• [EXERCISE BRIEF] Convert all of the data below into a Markdown table with the columns Index and Entry, one numbered row per line, skipping blank lines and leaving out the pictures.

- - - -

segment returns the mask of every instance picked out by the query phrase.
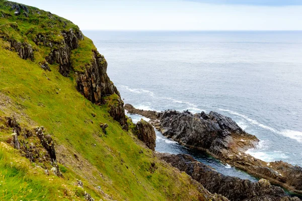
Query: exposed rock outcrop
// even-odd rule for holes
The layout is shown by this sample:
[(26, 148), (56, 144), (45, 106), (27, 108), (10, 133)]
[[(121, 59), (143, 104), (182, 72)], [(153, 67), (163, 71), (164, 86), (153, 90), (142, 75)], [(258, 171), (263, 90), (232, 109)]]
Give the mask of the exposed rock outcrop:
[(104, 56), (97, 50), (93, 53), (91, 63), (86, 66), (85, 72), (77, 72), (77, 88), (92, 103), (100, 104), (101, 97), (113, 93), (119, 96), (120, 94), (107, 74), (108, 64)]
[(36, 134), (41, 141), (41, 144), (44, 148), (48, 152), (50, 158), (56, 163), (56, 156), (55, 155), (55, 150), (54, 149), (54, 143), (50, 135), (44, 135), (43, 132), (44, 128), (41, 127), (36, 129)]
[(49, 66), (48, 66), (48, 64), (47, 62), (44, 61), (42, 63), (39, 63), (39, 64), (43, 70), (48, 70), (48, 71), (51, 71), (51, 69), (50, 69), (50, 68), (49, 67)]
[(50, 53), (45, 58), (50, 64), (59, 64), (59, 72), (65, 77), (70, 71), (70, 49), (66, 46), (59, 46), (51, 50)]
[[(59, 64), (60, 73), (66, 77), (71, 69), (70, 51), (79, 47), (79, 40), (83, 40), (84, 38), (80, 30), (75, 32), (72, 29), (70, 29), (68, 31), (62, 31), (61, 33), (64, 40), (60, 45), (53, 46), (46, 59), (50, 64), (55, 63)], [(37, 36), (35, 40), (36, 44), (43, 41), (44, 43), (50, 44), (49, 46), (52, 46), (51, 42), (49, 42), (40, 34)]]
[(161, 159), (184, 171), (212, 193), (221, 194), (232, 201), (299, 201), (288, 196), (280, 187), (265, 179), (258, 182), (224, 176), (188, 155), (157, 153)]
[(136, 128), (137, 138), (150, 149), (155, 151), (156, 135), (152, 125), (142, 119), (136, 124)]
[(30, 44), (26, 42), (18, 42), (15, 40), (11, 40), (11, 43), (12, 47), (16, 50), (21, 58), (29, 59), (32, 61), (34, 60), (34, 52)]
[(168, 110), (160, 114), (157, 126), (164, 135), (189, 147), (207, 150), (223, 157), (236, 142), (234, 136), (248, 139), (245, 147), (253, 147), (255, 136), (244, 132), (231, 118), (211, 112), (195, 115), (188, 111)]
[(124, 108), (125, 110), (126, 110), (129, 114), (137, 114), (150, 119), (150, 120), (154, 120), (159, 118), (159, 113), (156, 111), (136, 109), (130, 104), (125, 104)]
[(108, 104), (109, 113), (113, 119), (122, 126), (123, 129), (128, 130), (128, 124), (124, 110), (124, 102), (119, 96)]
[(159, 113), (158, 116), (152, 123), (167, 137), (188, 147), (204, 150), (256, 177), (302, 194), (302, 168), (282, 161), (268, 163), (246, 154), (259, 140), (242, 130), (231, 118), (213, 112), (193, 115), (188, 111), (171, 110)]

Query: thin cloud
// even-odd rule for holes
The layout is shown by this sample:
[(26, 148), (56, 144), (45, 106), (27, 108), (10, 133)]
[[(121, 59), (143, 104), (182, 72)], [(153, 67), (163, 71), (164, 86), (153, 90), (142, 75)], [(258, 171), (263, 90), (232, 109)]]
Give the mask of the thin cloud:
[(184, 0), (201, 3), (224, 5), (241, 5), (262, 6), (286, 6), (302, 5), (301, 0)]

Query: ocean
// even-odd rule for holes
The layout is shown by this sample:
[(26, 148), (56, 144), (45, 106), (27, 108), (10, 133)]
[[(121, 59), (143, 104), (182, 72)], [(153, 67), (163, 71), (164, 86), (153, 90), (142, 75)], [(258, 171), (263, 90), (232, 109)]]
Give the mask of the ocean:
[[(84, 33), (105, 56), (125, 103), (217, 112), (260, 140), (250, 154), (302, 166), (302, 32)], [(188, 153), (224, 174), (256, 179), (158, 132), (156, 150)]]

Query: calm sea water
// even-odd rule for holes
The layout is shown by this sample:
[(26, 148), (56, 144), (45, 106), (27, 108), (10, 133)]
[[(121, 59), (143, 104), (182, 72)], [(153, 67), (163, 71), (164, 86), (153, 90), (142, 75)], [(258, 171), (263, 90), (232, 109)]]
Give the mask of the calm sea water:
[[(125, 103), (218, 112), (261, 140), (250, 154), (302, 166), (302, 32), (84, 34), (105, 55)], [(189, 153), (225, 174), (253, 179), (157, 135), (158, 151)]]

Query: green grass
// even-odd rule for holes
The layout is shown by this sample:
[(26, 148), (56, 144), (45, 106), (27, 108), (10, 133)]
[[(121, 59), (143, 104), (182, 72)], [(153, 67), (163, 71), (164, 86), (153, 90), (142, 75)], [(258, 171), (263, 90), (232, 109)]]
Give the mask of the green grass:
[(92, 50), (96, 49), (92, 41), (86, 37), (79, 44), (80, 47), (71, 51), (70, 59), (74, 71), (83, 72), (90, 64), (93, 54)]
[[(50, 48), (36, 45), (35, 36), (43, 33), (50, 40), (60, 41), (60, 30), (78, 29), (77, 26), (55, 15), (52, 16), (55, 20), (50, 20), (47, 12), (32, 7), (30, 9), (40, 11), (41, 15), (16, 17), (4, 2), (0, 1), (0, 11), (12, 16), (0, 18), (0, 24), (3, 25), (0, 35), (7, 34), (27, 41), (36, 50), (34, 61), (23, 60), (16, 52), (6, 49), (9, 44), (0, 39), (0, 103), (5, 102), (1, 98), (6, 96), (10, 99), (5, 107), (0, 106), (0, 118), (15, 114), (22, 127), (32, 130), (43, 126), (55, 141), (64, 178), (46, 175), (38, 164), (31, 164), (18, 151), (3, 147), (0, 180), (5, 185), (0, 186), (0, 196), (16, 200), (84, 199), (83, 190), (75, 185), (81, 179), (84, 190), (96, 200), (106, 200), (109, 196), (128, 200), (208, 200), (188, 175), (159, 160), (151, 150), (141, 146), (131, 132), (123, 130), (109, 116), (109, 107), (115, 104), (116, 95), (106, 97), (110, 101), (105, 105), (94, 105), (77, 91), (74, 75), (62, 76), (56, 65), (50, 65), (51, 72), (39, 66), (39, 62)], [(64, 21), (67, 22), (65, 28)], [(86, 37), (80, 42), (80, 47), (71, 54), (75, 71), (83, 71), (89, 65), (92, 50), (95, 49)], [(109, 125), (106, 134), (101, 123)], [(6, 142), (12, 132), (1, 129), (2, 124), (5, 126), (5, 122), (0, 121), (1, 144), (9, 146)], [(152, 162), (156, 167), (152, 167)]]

- - - -

• [TASK SOLUTION]
| Index | Entry |
|---|---|
| 1 | segment returns the mask of every instance picked out by the query phrase. |
| 2 | Query: exposed rock outcrop |
| 3 | // even-odd rule for holes |
| 4 | The layout is shown by this sample: |
| 5 | [(26, 148), (56, 144), (45, 106), (27, 108), (10, 133)] |
| 6 | [[(121, 59), (143, 104), (182, 72)], [(153, 67), (163, 71), (164, 86), (153, 90), (142, 75)], [(258, 171), (263, 90), (232, 109)]] |
| 7 | Give the mask of the exposed rock outcrop: |
| 8 | [(104, 56), (97, 50), (93, 53), (91, 63), (86, 66), (85, 72), (77, 72), (77, 88), (92, 103), (100, 104), (101, 97), (113, 93), (119, 96), (120, 94), (107, 74), (108, 64)] |
| 9 | [(36, 134), (41, 141), (41, 144), (44, 148), (48, 152), (50, 158), (56, 163), (56, 156), (55, 155), (55, 150), (54, 149), (54, 143), (50, 135), (44, 135), (43, 132), (44, 128), (41, 127), (36, 129)] |
| 10 | [(49, 66), (48, 66), (48, 64), (47, 62), (44, 61), (42, 63), (39, 63), (39, 64), (43, 70), (48, 70), (48, 71), (51, 71), (51, 69), (50, 69), (50, 68), (49, 67)] |
| 11 | [(50, 53), (45, 58), (50, 64), (59, 64), (59, 72), (65, 77), (70, 71), (70, 49), (66, 46), (59, 46), (51, 50)] |
| 12 | [[(59, 64), (60, 73), (66, 77), (71, 69), (70, 51), (79, 47), (79, 40), (83, 40), (84, 38), (80, 30), (75, 32), (72, 29), (70, 29), (68, 31), (62, 31), (61, 33), (64, 40), (60, 45), (53, 46), (46, 59), (50, 64), (55, 63)], [(37, 36), (35, 40), (36, 44), (43, 41), (44, 43), (50, 44), (49, 46), (52, 46), (51, 42), (49, 42), (40, 34)]] |
| 13 | [(161, 159), (184, 171), (212, 193), (221, 194), (232, 201), (299, 201), (288, 196), (280, 187), (265, 179), (258, 182), (224, 176), (188, 155), (157, 153)] |
| 14 | [(136, 128), (137, 138), (150, 149), (155, 151), (156, 135), (152, 125), (142, 119), (136, 124)] |
| 15 | [(30, 44), (26, 42), (18, 42), (15, 40), (11, 40), (11, 43), (12, 47), (16, 50), (21, 58), (29, 59), (32, 61), (34, 60), (34, 52)] |
| 16 | [(168, 110), (160, 114), (157, 126), (164, 135), (189, 147), (207, 150), (223, 157), (236, 142), (234, 136), (248, 139), (245, 147), (253, 147), (255, 136), (244, 132), (231, 118), (211, 112), (195, 115), (188, 111)] |
| 17 | [(124, 108), (125, 110), (126, 110), (129, 114), (137, 114), (150, 119), (150, 120), (154, 120), (159, 118), (159, 113), (156, 111), (136, 109), (130, 104), (125, 104)] |
| 18 | [(108, 104), (109, 113), (113, 119), (122, 126), (123, 129), (128, 130), (128, 124), (124, 110), (124, 102), (119, 96)] |
| 19 | [(159, 113), (158, 116), (152, 123), (167, 137), (188, 147), (204, 150), (256, 177), (302, 194), (302, 168), (282, 161), (268, 163), (246, 154), (259, 140), (242, 130), (231, 118), (213, 112), (193, 115), (188, 111), (171, 110)] |
| 20 | Query: thin cloud |
| 21 | // even-odd rule for holes |
| 22 | The layout is shown by this sample: |
| 23 | [(26, 148), (56, 144), (45, 106), (27, 108), (10, 133)] |
| 24 | [[(121, 59), (143, 104), (182, 72)], [(153, 67), (163, 71), (164, 86), (153, 90), (142, 75)], [(258, 171), (263, 90), (232, 109)]] |
| 25 | Give the mask of the thin cloud: |
| 26 | [(184, 0), (201, 3), (224, 5), (241, 5), (262, 6), (286, 6), (302, 5), (301, 0)] |
| 27 | Query: ocean |
| 28 | // even-odd rule for holes |
| 29 | The layout is shown by this sample: |
| 30 | [(26, 148), (56, 144), (45, 106), (27, 108), (10, 133)] |
| 31 | [[(121, 59), (143, 104), (182, 72)], [(153, 67), (163, 71), (164, 86), (153, 90), (142, 75)], [(258, 171), (263, 90), (232, 109)]] |
| 32 | Give the mask of the ocean: |
| 33 | [[(84, 33), (105, 56), (125, 103), (217, 112), (260, 140), (250, 154), (302, 166), (302, 32)], [(188, 153), (224, 174), (256, 179), (158, 132), (156, 150)]] |
| 34 | Query: calm sea water |
| 35 | // even-odd rule for holes |
| 36 | The layout is shown by this sample: |
| 37 | [(26, 148), (56, 144), (45, 106), (27, 108), (10, 133)] |
| 38 | [[(121, 59), (143, 104), (182, 72)], [(153, 67), (163, 71), (164, 86), (153, 90), (142, 75)], [(258, 171), (263, 90), (232, 109)]] |
| 39 | Give the mask of the calm sea water: |
| 40 | [[(125, 103), (218, 112), (261, 140), (250, 154), (302, 166), (302, 32), (84, 34), (105, 55)], [(189, 153), (225, 174), (253, 179), (157, 135), (158, 151)]] |
| 41 | Query: green grass |
| 42 | // even-odd rule for holes |
| 43 | The layout is shown by this sample: |
| 44 | [(26, 148), (56, 144), (45, 106), (27, 108), (10, 133)] |
| 45 | [[(121, 59), (143, 104), (182, 72)], [(153, 67), (163, 71), (164, 86), (153, 90), (142, 75)], [(258, 171), (263, 90), (232, 109)]] |
| 46 | Give the mask of the green grass: |
| 47 | [(92, 50), (96, 49), (92, 41), (86, 37), (79, 44), (80, 47), (71, 51), (70, 59), (74, 71), (83, 72), (90, 64), (93, 54)] |
| 48 | [[(50, 48), (36, 45), (35, 36), (43, 33), (50, 40), (60, 41), (60, 30), (78, 29), (77, 26), (55, 15), (52, 16), (55, 20), (50, 20), (47, 12), (32, 7), (30, 9), (40, 11), (41, 15), (16, 17), (4, 2), (0, 1), (0, 11), (12, 16), (0, 18), (0, 24), (3, 25), (0, 35), (7, 34), (27, 41), (36, 50), (34, 61), (23, 60), (16, 52), (6, 49), (9, 44), (0, 39), (0, 103), (5, 102), (1, 98), (6, 96), (10, 99), (5, 107), (0, 106), (0, 118), (15, 114), (22, 127), (32, 130), (43, 126), (55, 141), (64, 178), (46, 175), (38, 164), (31, 164), (18, 151), (3, 147), (0, 180), (5, 185), (0, 186), (0, 196), (16, 200), (84, 199), (83, 190), (75, 185), (81, 179), (84, 190), (96, 200), (106, 200), (109, 196), (128, 200), (208, 200), (188, 175), (159, 160), (151, 150), (141, 146), (131, 132), (123, 130), (109, 116), (109, 107), (115, 104), (116, 95), (106, 97), (110, 101), (105, 105), (94, 105), (77, 91), (74, 75), (62, 76), (56, 65), (50, 65), (51, 72), (39, 66), (39, 62)], [(64, 21), (67, 22), (65, 28)], [(86, 37), (80, 42), (80, 47), (71, 54), (75, 71), (83, 71), (89, 65), (92, 50), (95, 49)], [(109, 125), (106, 134), (101, 123)], [(6, 142), (12, 132), (1, 129), (2, 124), (5, 126), (5, 122), (0, 121), (1, 144), (9, 146)], [(152, 162), (156, 167), (152, 167)]] |